Set down the lines below exactly as they stand, please. Go from the first through the one containing "indicate the navy blue t-shirt, one".

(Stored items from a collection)
---+---

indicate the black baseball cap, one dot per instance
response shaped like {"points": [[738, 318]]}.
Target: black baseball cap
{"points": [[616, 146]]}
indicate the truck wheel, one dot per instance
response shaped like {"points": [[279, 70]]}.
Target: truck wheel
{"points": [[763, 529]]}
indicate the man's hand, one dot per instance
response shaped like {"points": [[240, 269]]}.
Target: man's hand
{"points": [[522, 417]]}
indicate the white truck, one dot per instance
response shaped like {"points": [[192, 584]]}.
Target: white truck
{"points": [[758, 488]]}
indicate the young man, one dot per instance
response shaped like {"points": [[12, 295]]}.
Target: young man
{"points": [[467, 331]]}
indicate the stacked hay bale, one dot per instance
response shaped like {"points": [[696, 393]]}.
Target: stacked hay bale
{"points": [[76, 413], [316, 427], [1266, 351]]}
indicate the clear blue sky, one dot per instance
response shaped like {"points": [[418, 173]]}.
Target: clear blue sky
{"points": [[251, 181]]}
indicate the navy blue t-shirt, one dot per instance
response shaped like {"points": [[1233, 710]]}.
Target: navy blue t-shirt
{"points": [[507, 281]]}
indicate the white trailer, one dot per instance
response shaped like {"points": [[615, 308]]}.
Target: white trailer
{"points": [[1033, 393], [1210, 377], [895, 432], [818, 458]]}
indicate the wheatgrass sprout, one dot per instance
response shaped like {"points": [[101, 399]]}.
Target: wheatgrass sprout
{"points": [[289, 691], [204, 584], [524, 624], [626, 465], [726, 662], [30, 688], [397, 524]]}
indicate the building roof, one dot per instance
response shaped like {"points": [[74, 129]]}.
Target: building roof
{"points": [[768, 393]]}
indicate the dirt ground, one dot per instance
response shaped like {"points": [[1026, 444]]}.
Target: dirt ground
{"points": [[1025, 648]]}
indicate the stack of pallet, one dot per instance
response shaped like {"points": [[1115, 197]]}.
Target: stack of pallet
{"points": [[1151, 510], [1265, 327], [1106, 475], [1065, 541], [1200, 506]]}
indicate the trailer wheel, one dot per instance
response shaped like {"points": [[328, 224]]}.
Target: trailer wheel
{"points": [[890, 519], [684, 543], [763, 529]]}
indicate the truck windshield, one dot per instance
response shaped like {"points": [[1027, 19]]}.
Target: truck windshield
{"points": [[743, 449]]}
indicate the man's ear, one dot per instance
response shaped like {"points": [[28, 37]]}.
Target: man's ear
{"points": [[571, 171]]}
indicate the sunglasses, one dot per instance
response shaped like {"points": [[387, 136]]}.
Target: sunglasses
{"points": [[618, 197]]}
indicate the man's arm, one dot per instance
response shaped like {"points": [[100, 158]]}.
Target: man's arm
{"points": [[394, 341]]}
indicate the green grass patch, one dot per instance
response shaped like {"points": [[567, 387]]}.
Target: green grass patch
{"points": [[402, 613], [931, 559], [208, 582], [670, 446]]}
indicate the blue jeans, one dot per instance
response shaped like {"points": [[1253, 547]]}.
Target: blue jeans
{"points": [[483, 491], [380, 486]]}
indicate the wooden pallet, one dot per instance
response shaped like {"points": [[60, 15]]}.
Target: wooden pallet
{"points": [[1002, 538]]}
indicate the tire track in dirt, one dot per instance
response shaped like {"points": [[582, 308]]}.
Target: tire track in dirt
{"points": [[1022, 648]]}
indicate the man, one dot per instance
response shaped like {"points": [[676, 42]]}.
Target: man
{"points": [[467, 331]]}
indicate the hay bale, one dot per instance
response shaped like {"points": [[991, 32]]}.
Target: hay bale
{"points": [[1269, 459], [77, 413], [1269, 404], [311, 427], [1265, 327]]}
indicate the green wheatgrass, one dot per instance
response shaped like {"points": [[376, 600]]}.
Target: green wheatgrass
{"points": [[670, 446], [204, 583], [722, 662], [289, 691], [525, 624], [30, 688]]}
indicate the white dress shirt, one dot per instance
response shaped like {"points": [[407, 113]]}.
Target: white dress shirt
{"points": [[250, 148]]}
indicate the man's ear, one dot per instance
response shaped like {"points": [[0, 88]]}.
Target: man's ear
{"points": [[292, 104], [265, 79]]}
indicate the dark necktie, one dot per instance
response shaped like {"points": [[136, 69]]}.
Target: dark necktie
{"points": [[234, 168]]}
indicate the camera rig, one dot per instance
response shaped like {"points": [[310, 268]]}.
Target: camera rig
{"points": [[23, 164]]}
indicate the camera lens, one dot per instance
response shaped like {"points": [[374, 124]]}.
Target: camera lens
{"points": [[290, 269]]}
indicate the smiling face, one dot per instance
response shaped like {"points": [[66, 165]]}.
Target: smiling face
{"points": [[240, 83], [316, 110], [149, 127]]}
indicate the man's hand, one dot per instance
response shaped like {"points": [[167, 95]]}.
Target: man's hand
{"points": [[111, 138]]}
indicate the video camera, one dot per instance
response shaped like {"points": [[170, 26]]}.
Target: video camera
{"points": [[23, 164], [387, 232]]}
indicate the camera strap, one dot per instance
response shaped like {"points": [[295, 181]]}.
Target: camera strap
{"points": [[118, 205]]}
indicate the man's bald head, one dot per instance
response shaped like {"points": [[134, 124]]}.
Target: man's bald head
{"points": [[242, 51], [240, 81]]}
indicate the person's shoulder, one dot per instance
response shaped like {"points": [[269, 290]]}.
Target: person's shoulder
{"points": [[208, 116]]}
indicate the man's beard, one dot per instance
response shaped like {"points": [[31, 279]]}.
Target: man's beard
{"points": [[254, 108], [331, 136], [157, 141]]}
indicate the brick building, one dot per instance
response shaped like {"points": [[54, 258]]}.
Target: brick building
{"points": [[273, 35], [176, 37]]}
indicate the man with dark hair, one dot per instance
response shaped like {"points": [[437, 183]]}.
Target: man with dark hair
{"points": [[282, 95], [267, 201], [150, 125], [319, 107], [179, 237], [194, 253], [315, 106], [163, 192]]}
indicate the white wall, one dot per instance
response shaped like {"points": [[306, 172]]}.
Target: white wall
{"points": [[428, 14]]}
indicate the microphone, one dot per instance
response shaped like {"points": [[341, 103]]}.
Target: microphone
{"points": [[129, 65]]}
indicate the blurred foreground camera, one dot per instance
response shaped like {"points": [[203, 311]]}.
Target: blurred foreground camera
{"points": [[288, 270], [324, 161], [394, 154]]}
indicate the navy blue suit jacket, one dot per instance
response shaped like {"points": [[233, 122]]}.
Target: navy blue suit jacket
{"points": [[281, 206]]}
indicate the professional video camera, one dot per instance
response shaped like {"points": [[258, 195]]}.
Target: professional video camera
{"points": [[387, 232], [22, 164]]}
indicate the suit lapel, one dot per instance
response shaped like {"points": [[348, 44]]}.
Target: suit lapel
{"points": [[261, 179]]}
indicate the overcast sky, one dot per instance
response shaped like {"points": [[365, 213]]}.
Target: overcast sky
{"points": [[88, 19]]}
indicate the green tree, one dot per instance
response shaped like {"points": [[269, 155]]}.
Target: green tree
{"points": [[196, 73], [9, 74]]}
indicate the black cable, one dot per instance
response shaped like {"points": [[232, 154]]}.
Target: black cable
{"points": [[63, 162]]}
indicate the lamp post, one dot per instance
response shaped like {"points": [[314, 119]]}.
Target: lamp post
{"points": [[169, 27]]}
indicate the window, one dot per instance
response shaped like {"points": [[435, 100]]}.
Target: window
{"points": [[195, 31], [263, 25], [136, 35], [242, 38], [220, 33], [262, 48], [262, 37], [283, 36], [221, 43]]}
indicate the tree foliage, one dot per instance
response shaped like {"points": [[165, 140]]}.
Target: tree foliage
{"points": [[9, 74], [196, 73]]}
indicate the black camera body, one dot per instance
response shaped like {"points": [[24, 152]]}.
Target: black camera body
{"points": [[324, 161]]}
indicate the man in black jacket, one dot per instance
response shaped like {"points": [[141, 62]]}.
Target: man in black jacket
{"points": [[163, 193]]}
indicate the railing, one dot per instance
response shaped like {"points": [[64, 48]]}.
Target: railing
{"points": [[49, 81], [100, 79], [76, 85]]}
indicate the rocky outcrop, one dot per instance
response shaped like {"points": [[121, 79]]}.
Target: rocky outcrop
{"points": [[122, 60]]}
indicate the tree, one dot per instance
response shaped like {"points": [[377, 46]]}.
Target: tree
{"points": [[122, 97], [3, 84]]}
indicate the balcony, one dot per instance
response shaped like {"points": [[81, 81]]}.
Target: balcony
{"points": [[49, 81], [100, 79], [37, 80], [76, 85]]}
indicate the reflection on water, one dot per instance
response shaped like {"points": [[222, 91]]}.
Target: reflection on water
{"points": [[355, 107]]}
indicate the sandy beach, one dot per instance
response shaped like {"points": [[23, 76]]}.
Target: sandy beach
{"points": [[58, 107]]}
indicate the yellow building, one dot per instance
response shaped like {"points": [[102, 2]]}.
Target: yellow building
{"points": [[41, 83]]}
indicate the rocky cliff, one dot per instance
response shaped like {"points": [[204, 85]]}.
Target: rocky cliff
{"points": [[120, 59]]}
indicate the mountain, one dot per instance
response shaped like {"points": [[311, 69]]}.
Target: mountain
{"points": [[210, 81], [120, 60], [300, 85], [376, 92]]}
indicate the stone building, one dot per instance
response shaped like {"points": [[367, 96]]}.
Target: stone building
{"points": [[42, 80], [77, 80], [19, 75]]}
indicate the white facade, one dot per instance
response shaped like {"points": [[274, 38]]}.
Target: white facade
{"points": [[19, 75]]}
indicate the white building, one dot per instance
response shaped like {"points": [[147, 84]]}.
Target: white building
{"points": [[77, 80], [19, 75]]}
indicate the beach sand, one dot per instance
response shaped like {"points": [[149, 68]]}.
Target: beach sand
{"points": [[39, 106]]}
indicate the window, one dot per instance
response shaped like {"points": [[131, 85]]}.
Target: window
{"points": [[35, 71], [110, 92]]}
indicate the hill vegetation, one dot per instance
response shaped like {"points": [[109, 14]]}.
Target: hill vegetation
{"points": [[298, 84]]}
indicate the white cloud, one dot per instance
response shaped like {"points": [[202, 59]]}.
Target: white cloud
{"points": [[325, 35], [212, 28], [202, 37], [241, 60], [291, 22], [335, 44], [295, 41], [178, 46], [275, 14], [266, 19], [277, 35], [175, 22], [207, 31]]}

---+---

### EXERCISE OUTPUT
indicate the black baseball cap, one dot per instance
response shaped like {"points": [[738, 318]]}.
Target: black baseball cap
{"points": [[616, 146]]}
indicate the truck wheel, one dot per instance
response shaped like {"points": [[279, 70]]}.
Target: truck wheel
{"points": [[763, 529]]}
indicate the man's hand, one dot per instance
response shaped like {"points": [[240, 269]]}.
Target: man's hand
{"points": [[522, 417]]}
indicate the white truck, one dot per instance
response shaped like {"points": [[192, 584]]}.
Target: white truck
{"points": [[758, 488]]}
indicate the young man, one dot per instance
response shaped like {"points": [[12, 295]]}.
Target: young man
{"points": [[467, 331]]}
indicate the stacked hay bale, one dot per instance
response shaped like {"points": [[696, 393]]}.
Target: stacked hay bale
{"points": [[76, 413], [316, 427], [1266, 351]]}
indicate the clear blue sky, one dot per instance
response shaped like {"points": [[418, 173]]}.
Target: clear blue sky
{"points": [[251, 181]]}
indicate the navy blue t-shirt, one dot per instance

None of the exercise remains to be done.